• WORK ORDER 1: In the endpoint troubleshooting text, what kind of SAN does an IP literal need?
• WORK ORDER 2: Continue the endpoint troubleshooting text from its last sentence.

• READING PASSAGE:

3. If the host *is* present (mind: wildcards match only the single
   left-most label; an IP literal needs an IP SAN, not a DNS SAN), the
   input used the wrong label — correct and retry.

4. If absent, reissue/obtain a certificate whose SAN includes that
   host (a DNS SAN, a single-label `*.` wildcard covering it, or an IP
   SAN for IP literals), redeploy `server.crt` + `server.key`, restart.

5. Re-apply the override (`PUT` / Web UI) or fix the seed
   (`PORTUNUS_ADVERTISED_ENDPOINT` / `--advertised-endpoint`) — it now
   returns `200`.

6. Recreate enrollments created while the endpoint was wrong (they
   froze the old value). Legacy `NULL`-endpoint enrollments need no
   recreation — their redeem succeeds once the config is fixed.

### Client bundle points at `127.0.0.1` / loopback [#client-bundle-points-at-127001--loopback]

No override and no seed were set, so resolution fell through to the
tier-4 loopback (`127.0.0.1:<control_port>`), which a remote client
cannot reach.

**Fix**: set an explicit override (Web UI / `PUT`) or seed
(`PORTUNUS_ADVERTISED_ENDPOINT`) to a SAN-covered public `host:port`,
then recreate the affected enrollments.

• DATA UNDER STUDY:

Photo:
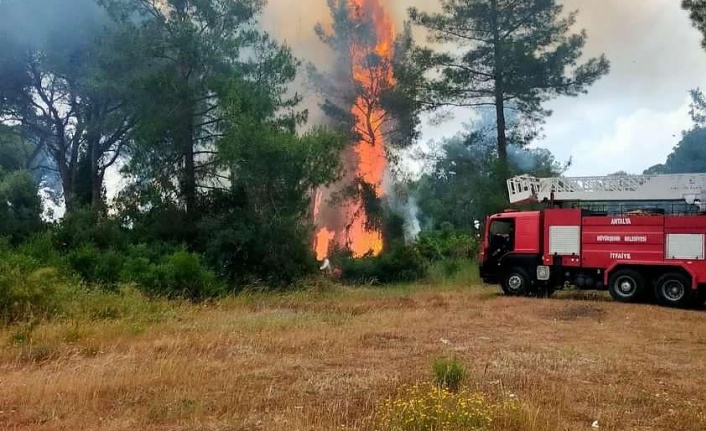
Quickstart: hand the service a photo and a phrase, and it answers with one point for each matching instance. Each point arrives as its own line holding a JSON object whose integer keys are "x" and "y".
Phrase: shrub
{"x": 180, "y": 275}
{"x": 27, "y": 294}
{"x": 428, "y": 407}
{"x": 96, "y": 266}
{"x": 447, "y": 244}
{"x": 397, "y": 264}
{"x": 85, "y": 227}
{"x": 449, "y": 374}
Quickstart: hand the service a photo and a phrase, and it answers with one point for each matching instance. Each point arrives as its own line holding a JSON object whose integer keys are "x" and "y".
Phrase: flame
{"x": 372, "y": 73}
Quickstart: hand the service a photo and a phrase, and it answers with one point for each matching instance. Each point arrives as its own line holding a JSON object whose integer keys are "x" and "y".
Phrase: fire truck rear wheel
{"x": 674, "y": 290}
{"x": 515, "y": 282}
{"x": 626, "y": 285}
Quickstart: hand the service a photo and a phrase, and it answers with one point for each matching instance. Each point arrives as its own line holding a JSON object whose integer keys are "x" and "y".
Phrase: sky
{"x": 630, "y": 120}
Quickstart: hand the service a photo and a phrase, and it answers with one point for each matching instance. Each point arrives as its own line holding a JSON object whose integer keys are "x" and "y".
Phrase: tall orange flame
{"x": 372, "y": 74}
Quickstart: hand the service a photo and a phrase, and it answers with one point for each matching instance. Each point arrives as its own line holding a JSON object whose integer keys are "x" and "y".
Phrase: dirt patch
{"x": 575, "y": 311}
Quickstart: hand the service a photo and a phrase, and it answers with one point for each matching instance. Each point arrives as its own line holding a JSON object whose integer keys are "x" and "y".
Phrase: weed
{"x": 449, "y": 374}
{"x": 428, "y": 407}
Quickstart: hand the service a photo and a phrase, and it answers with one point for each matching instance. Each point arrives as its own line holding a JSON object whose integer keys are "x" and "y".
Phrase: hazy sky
{"x": 629, "y": 120}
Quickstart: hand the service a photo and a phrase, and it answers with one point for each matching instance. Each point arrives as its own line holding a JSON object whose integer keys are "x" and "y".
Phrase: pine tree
{"x": 507, "y": 54}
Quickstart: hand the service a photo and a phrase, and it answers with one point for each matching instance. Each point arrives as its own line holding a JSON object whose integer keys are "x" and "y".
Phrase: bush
{"x": 253, "y": 250}
{"x": 430, "y": 408}
{"x": 180, "y": 275}
{"x": 96, "y": 266}
{"x": 26, "y": 294}
{"x": 85, "y": 227}
{"x": 447, "y": 244}
{"x": 397, "y": 264}
{"x": 449, "y": 374}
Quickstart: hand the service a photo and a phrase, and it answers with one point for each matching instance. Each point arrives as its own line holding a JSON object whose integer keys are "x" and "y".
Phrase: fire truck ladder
{"x": 689, "y": 188}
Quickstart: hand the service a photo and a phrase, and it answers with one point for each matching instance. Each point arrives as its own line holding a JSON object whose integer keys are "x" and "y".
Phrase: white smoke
{"x": 411, "y": 220}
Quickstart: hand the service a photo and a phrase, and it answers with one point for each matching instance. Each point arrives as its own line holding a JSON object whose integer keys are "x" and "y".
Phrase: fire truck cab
{"x": 636, "y": 251}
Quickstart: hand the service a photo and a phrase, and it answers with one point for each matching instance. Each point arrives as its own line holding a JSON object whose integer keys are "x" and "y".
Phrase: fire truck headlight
{"x": 543, "y": 273}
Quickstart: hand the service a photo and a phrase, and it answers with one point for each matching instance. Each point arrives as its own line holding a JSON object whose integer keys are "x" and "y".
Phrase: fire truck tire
{"x": 515, "y": 282}
{"x": 674, "y": 290}
{"x": 626, "y": 285}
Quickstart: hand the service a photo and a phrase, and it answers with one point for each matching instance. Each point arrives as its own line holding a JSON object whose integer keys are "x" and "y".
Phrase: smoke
{"x": 50, "y": 23}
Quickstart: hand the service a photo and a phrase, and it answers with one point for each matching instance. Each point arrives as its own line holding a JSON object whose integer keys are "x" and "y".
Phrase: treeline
{"x": 189, "y": 110}
{"x": 190, "y": 102}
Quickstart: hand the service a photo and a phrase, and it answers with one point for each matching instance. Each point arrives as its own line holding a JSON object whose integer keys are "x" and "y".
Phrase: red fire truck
{"x": 636, "y": 236}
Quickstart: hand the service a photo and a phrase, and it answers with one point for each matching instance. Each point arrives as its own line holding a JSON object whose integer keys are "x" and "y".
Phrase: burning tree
{"x": 362, "y": 97}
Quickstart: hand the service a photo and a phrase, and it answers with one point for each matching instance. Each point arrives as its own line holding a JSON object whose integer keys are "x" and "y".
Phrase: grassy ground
{"x": 328, "y": 358}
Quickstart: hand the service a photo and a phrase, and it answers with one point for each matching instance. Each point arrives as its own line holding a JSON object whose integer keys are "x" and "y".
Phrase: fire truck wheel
{"x": 515, "y": 282}
{"x": 626, "y": 285}
{"x": 674, "y": 290}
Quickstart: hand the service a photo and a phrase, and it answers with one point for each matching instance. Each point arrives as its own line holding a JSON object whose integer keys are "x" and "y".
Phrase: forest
{"x": 166, "y": 146}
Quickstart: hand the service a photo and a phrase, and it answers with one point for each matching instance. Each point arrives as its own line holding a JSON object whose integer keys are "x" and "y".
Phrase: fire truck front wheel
{"x": 515, "y": 282}
{"x": 626, "y": 285}
{"x": 674, "y": 290}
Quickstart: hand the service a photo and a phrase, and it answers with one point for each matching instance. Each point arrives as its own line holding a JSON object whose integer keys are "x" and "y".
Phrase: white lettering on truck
{"x": 636, "y": 238}
{"x": 608, "y": 238}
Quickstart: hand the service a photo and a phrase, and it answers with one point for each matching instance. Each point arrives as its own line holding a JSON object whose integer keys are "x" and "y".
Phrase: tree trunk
{"x": 498, "y": 71}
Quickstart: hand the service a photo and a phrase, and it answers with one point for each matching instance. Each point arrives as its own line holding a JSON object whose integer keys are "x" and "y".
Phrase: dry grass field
{"x": 327, "y": 360}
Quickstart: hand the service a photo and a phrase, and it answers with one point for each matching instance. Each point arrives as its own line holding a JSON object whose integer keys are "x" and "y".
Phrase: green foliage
{"x": 449, "y": 374}
{"x": 398, "y": 263}
{"x": 689, "y": 155}
{"x": 26, "y": 292}
{"x": 506, "y": 52}
{"x": 20, "y": 206}
{"x": 697, "y": 13}
{"x": 466, "y": 183}
{"x": 447, "y": 243}
{"x": 84, "y": 227}
{"x": 181, "y": 275}
{"x": 96, "y": 266}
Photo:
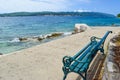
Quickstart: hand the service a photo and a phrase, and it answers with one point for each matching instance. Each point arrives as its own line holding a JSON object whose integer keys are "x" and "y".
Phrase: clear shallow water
{"x": 15, "y": 27}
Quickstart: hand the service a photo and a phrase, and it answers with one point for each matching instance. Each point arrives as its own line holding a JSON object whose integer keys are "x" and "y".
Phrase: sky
{"x": 105, "y": 6}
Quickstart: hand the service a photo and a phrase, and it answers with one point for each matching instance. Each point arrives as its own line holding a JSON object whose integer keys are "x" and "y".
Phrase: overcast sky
{"x": 106, "y": 6}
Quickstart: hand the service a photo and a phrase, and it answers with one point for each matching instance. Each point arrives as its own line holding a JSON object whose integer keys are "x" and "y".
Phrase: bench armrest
{"x": 81, "y": 61}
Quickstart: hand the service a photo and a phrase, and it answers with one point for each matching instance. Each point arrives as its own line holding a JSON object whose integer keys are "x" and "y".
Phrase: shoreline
{"x": 44, "y": 61}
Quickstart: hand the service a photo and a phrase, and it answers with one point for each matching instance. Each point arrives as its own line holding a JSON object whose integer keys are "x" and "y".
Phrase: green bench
{"x": 80, "y": 62}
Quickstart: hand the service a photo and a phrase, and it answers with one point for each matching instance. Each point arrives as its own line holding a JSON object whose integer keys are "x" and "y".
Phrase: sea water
{"x": 12, "y": 28}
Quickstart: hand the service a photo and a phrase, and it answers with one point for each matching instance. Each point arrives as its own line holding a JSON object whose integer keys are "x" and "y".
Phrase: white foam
{"x": 15, "y": 40}
{"x": 67, "y": 33}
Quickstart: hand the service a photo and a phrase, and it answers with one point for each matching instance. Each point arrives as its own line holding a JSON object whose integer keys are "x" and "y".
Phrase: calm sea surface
{"x": 12, "y": 28}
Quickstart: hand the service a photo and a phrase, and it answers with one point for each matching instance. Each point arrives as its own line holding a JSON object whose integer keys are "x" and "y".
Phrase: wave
{"x": 15, "y": 40}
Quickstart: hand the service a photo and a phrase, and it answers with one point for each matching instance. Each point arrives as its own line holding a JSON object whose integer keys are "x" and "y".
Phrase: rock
{"x": 54, "y": 35}
{"x": 81, "y": 27}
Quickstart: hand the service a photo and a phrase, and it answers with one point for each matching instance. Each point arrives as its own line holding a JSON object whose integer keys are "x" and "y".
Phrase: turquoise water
{"x": 12, "y": 28}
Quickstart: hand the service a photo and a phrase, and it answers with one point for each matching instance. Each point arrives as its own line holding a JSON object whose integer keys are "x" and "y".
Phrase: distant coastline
{"x": 93, "y": 14}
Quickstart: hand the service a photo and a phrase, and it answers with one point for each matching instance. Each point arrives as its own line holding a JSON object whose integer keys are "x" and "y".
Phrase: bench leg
{"x": 84, "y": 77}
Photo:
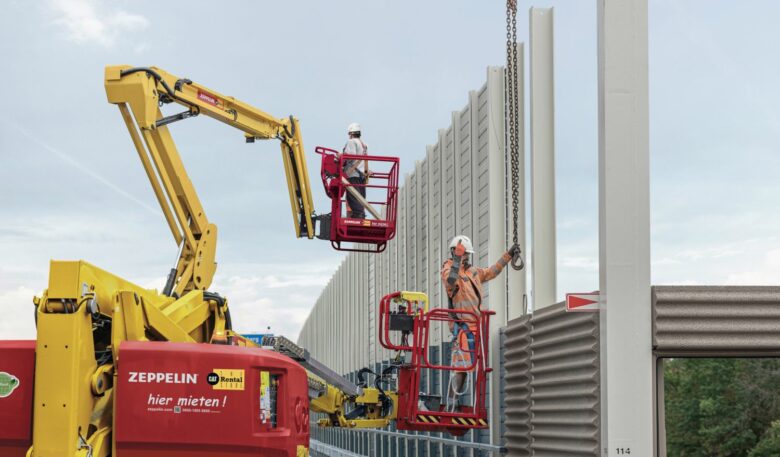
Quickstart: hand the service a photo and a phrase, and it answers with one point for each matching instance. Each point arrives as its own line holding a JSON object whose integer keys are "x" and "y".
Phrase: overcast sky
{"x": 72, "y": 186}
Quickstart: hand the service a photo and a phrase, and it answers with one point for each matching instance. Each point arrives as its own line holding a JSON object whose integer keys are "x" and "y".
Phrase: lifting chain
{"x": 512, "y": 102}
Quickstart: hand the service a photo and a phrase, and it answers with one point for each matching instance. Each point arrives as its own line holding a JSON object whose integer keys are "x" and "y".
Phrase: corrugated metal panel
{"x": 564, "y": 383}
{"x": 372, "y": 310}
{"x": 411, "y": 231}
{"x": 482, "y": 220}
{"x": 517, "y": 387}
{"x": 423, "y": 184}
{"x": 716, "y": 320}
{"x": 440, "y": 199}
{"x": 463, "y": 173}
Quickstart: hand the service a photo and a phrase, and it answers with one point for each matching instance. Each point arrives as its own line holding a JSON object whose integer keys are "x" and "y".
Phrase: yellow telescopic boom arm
{"x": 144, "y": 90}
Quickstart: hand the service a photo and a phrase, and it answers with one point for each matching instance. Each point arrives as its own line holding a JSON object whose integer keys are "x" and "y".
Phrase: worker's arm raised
{"x": 486, "y": 274}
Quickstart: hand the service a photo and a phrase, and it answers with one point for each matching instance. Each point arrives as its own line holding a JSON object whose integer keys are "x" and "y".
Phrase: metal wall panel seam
{"x": 497, "y": 230}
{"x": 516, "y": 280}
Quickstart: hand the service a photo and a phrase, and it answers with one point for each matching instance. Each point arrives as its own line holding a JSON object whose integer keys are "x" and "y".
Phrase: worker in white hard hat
{"x": 357, "y": 178}
{"x": 463, "y": 284}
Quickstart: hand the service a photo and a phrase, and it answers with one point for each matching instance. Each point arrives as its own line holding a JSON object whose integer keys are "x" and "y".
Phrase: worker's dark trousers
{"x": 357, "y": 210}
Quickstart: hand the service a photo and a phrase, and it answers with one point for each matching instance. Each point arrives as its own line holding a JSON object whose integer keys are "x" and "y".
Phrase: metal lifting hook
{"x": 517, "y": 256}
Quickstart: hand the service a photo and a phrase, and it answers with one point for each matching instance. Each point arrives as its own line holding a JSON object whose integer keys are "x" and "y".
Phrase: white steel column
{"x": 624, "y": 229}
{"x": 497, "y": 234}
{"x": 543, "y": 253}
{"x": 517, "y": 287}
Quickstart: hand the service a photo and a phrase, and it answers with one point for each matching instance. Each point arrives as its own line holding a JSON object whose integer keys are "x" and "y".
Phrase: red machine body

• ANSWER SECTION 1: An IP SAN, not a DNS SAN.

• ANSWER SECTION 2:
### Legacy enrollment redeem fails with `failed_precondition` [#legacy-enrollment-redeem-fails-with-failed_precondition]

A pre-upgrade enrollment (NULL stored endpoint) resolved fail-closed
at redeem and the current configuration is invalid/uncovered. The
enrollment is **not** consumed and the client token is **not** rotated.

**Fix**: correct the advertised-endpoint configuration (see
`endpoint_not_in_cert_san` above); the client can then redeem the
same code again — it is idempotent until it succeeds.

## Where to file bugs [#where-to-file-bugs]

GitHub issues: [https://github.com/ZingerLittleBee/Portunus/issues](https://github.com/ZingerLittleBee/Portunus/issues)

Include:

* Output of `portunus-server --version` and `portunus-client --version`.
* Relevant structured-log lines (the JSON event names alone usually
  identify the failure mode).
* Operator command + the exact error.
* For data-plane issues, the rule definition and traffic shape.